Repeat the lines starting at the one containing "the black beret" and ending at the one containing "x=349 y=267", replacing "paved road" with "asphalt road" and leaving everything else unchanged.

***

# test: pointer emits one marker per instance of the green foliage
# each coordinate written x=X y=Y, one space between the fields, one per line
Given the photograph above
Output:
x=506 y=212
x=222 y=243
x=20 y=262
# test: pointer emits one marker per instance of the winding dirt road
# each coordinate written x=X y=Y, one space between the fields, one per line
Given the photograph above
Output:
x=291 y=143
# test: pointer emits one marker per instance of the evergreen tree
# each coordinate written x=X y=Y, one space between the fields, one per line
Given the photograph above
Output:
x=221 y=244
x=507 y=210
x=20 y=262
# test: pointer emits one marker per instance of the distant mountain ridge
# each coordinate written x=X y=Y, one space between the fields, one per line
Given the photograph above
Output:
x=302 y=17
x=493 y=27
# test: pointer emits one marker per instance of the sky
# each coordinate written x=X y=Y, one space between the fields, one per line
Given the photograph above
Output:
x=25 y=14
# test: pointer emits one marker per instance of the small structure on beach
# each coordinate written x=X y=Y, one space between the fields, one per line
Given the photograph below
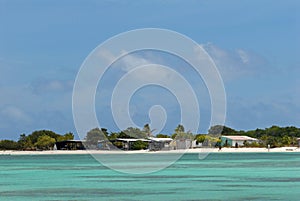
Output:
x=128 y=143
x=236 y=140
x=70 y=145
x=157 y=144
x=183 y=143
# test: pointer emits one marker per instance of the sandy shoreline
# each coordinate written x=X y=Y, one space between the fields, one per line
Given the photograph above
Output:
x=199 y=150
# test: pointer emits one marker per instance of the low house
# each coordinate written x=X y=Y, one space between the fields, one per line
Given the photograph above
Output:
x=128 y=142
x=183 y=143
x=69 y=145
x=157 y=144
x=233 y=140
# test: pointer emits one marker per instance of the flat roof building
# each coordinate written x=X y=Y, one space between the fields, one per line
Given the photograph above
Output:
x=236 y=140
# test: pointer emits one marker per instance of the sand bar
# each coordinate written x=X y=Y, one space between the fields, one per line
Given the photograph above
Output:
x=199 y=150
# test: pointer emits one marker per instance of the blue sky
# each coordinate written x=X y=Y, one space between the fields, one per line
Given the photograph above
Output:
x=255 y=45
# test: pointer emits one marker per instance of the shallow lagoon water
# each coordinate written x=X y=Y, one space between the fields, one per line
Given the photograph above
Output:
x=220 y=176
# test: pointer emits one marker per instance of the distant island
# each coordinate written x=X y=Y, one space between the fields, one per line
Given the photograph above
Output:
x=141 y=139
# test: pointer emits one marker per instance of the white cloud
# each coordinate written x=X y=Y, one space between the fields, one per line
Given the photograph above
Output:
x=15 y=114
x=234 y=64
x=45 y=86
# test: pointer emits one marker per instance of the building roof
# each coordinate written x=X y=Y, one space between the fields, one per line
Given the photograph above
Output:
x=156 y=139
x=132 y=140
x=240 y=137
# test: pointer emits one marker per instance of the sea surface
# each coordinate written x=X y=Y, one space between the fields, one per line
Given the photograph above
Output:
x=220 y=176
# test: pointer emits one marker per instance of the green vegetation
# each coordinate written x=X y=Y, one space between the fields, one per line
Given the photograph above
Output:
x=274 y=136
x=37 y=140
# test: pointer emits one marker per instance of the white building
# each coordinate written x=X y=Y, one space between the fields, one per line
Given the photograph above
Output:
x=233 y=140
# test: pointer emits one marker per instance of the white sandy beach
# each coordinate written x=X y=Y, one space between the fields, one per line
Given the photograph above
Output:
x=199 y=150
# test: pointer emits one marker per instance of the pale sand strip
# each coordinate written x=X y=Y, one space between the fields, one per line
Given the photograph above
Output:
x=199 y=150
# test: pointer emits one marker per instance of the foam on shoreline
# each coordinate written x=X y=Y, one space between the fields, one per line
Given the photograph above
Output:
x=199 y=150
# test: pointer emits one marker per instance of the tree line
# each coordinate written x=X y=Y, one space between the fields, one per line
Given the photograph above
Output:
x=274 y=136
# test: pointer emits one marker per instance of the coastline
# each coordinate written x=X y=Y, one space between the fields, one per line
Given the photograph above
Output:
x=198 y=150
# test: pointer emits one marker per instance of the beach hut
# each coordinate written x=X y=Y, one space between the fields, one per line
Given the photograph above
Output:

***

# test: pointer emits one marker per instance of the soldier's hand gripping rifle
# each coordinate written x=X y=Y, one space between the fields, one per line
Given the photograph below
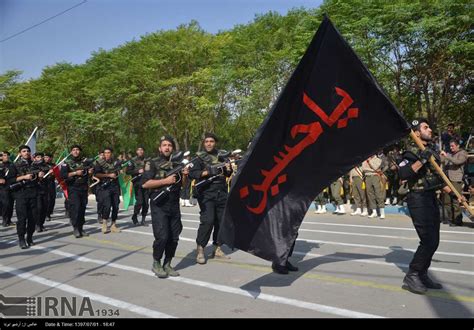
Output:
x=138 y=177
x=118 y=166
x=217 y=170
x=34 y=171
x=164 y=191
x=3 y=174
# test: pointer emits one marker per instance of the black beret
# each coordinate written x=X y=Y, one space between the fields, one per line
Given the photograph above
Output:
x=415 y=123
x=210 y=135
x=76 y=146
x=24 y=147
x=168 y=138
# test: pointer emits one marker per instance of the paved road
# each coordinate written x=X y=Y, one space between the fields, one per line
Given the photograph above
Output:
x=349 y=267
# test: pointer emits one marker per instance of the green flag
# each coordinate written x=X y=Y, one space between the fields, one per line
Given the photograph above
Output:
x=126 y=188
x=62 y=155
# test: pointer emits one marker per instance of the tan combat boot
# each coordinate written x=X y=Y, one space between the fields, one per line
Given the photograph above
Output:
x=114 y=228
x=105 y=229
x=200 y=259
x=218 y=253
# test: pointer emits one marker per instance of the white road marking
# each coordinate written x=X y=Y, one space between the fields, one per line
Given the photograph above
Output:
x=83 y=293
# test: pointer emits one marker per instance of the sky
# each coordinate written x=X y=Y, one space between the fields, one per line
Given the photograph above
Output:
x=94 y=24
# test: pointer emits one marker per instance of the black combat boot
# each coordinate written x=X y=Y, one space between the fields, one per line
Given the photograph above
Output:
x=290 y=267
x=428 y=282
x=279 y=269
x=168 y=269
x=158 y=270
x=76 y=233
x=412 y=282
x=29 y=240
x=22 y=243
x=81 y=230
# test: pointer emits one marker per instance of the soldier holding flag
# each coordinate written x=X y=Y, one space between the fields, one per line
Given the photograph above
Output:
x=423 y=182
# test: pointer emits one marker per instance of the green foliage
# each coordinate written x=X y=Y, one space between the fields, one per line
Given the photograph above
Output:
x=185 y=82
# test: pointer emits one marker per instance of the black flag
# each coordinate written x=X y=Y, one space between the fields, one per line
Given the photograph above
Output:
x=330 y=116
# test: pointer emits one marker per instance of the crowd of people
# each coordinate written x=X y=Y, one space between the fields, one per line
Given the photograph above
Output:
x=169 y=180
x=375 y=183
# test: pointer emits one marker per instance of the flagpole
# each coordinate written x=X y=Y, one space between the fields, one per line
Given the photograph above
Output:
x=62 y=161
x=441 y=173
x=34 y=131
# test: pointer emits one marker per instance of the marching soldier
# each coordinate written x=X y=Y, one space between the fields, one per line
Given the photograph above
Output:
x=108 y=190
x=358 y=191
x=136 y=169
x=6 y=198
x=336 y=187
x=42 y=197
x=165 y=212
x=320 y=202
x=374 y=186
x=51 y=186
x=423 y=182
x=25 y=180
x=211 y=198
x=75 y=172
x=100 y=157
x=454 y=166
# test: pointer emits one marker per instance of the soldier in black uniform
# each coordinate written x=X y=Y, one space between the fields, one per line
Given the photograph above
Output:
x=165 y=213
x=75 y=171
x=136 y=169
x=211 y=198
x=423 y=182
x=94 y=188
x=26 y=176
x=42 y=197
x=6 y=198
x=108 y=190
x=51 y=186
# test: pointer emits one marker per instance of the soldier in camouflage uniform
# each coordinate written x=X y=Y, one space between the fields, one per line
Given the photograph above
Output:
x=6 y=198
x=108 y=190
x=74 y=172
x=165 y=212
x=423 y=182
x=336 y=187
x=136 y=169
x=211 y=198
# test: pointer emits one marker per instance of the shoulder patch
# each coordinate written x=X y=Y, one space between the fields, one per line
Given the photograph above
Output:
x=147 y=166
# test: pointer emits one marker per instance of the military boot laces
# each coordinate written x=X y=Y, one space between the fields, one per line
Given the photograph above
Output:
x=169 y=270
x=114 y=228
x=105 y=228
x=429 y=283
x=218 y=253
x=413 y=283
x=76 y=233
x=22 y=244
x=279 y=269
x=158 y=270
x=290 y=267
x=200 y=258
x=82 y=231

***

• _Solved exercise_:
# test: pointer emits one marker per instance of the black beret
# each coordinate written x=X y=Y, one space between the fields, one per line
Given the photograph above
Output:
x=415 y=123
x=210 y=135
x=76 y=146
x=24 y=147
x=168 y=138
# test: pointer emits one marker per instance of the asphalt road
# each coordinate written x=X y=Y, one space between the fields, one per line
Given the photograph above
Output:
x=349 y=267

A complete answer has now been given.